#### WORK INSTRUCTIONS
Copy every line of the entries below verbatim, without changing a character.

#### DATA FOR THIS EXERCISE

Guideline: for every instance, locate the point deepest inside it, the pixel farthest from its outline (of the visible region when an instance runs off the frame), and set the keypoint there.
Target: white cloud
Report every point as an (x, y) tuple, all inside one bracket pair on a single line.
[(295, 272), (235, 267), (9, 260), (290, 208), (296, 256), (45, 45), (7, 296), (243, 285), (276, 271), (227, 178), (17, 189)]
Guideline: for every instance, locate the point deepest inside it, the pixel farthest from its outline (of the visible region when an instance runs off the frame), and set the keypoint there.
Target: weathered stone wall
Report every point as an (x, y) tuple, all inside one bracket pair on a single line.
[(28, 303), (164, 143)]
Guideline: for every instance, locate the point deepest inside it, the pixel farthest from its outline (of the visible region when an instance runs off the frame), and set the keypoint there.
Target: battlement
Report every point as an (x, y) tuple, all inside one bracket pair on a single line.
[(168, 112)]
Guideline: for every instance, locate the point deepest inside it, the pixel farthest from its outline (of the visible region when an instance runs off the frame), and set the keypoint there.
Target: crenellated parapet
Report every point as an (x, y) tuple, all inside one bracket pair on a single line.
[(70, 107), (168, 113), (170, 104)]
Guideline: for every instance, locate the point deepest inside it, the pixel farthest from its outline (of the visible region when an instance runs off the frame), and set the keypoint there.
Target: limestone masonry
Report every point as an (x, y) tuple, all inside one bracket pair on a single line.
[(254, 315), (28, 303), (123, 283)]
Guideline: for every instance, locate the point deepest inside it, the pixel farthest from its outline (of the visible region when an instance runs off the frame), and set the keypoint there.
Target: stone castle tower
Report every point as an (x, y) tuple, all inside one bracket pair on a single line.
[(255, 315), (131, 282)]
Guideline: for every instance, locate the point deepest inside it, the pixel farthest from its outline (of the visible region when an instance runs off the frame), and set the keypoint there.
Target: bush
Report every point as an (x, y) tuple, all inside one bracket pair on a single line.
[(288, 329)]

#### COMPLETE RESPONSE
Guideline: for every instance, locate the point deepest inside it, the pixel farthest from its outline (of the visible region when an instance runs off the frame), and set the keypoint there.
Target: white cloud
Report every point as an (x, y) tuple, all inside one bracket pair on a single line.
[(295, 272), (235, 267), (9, 260), (290, 208), (296, 256), (45, 45), (7, 296), (243, 285), (276, 271), (227, 178), (17, 189)]
Guideline: for every instance, locate the point deepest inside it, the pixel farthest from its outline (of the visible region when an instance runs off the frame), and set the keypoint there.
Target: weathered stone wall
Report every point as an (x, y) tuple, all inside one bracket pair on a single line.
[(28, 303), (164, 143)]
Guideline: for every instance, locate the point deepest inside it, the pixel farthest from its outline (of the visible region when an instance runs off the frame), and set the keypoint there.
Target: battlement
Report every point as an (x, y) tuple, all inside one bracket pair on a single line.
[(168, 112)]
Guideline: for every instance, locate the point deepest inside it, the pixel farthest from its outline (of the visible region when an instance runs off the frame), and set the keypoint there.
Target: crenellated parapet
Report every point as an (x, y) tuple, all inside one bracket pair on a single line.
[(70, 107), (168, 113), (170, 104)]
Guideline: for every instance, locate the point deepest inside it, the pixel farthest from its outline (of the visible region when an instance runs off the frame), and set the keypoint there.
Target: limestone masonry
Report every point as an (x, y) tuple, all inside one bracket pair on a single line.
[(254, 315), (28, 303), (123, 283)]
Guideline: for every instance, locate the point deepest inside it, the pixel farthest from its outline (of the visible region when an instance runs off the frame), and set the keypoint there.
Target: stone castle tower
Report every point as an (x, y) tuple, all inside one bracket pair on a single line.
[(255, 315), (131, 282)]
Guideline: for every instance, locate the point deepest inside it, the pixel farthest from its outline (of the visible region when an instance runs off the frame), and set the keypoint there.
Target: bush
Report every point as an (x, y) tuple, all inside one bracket pair on a single line.
[(288, 329)]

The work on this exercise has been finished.